[Saved entries]
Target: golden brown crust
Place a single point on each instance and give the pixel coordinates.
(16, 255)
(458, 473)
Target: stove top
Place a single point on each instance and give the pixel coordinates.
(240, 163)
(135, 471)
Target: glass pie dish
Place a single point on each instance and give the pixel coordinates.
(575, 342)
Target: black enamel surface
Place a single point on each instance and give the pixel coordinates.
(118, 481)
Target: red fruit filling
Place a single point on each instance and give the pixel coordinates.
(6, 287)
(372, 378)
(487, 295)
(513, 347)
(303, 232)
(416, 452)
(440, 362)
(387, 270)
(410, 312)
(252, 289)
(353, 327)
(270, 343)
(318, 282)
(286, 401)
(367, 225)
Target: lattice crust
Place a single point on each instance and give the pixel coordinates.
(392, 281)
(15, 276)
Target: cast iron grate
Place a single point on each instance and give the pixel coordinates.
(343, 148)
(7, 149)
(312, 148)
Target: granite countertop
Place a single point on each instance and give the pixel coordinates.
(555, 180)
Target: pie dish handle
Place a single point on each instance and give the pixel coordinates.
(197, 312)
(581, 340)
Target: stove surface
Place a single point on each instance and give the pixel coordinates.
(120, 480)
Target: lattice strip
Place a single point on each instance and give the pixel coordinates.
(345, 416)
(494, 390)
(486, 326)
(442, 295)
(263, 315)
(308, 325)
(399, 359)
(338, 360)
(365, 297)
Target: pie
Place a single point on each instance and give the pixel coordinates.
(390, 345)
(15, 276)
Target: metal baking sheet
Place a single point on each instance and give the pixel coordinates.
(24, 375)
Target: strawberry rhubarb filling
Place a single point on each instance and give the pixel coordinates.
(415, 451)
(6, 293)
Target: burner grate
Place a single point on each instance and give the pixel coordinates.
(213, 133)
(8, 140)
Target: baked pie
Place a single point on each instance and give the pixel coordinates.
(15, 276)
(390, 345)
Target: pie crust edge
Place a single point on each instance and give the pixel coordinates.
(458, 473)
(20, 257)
* * *
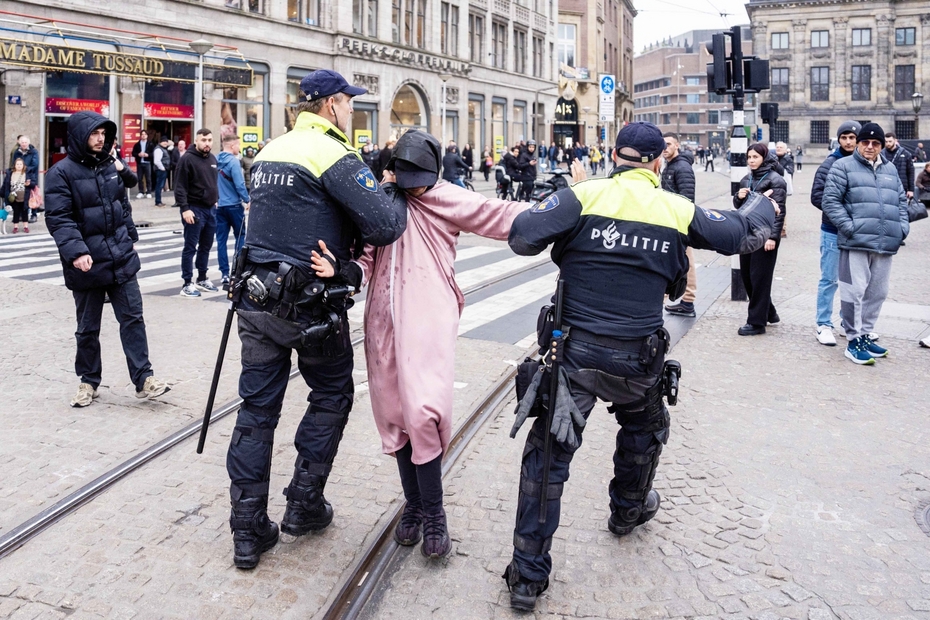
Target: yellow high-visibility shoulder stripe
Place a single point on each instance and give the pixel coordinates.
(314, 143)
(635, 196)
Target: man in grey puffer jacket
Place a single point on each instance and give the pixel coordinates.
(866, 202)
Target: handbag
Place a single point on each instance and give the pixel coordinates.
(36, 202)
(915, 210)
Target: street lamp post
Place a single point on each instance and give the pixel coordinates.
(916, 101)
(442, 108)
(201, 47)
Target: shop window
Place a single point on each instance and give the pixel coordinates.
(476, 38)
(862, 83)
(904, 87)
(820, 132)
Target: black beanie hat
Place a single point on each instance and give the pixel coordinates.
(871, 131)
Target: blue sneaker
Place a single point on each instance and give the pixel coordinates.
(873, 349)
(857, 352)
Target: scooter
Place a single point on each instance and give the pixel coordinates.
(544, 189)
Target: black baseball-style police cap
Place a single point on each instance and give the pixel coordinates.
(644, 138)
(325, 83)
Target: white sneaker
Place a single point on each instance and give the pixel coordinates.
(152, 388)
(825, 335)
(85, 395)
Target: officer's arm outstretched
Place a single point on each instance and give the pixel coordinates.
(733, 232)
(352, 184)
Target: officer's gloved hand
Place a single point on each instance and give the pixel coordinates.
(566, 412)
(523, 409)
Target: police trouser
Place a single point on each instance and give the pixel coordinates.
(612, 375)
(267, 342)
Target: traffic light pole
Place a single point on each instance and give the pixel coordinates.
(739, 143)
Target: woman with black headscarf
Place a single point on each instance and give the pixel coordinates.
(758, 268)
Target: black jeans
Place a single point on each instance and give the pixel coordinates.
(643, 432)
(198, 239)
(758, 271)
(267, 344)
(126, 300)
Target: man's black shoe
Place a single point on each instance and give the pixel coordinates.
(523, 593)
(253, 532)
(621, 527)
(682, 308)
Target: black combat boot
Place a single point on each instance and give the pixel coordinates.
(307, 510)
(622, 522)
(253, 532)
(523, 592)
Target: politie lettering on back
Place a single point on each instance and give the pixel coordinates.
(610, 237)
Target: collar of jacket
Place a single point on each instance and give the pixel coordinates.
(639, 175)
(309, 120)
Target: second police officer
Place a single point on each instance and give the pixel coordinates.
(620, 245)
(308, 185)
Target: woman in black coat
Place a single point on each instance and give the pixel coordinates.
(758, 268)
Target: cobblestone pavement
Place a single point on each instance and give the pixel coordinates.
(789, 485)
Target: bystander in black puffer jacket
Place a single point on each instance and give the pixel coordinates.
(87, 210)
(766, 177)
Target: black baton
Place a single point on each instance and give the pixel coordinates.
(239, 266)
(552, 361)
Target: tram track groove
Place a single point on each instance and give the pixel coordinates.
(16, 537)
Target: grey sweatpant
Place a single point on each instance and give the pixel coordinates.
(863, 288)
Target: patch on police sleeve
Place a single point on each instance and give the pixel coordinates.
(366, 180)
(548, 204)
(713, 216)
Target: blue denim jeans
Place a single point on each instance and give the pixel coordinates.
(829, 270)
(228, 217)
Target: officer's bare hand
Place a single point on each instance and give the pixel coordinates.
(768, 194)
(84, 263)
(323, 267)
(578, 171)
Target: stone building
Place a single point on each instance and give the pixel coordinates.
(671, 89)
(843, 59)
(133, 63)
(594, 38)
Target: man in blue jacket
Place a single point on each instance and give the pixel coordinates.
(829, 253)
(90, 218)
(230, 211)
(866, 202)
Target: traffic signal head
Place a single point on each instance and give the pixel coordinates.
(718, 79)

Instructions to follow ::
What you give back should be exactly the lines of the data above from the line with "Target: golden brown crust" through the line with "Target: black enamel surface", both of those included, and nothing more.

Finished task ::
Target: golden brown crust
Place a single point on each instance and give the pixel coordinates.
(16, 255)
(458, 473)
Target: stove top
Place a single point on each instance and give the pixel coordinates.
(240, 163)
(135, 471)
Target: glass pie dish
Place a single point on each instance and give the pixel coordinates.
(575, 342)
Target: black enamel surface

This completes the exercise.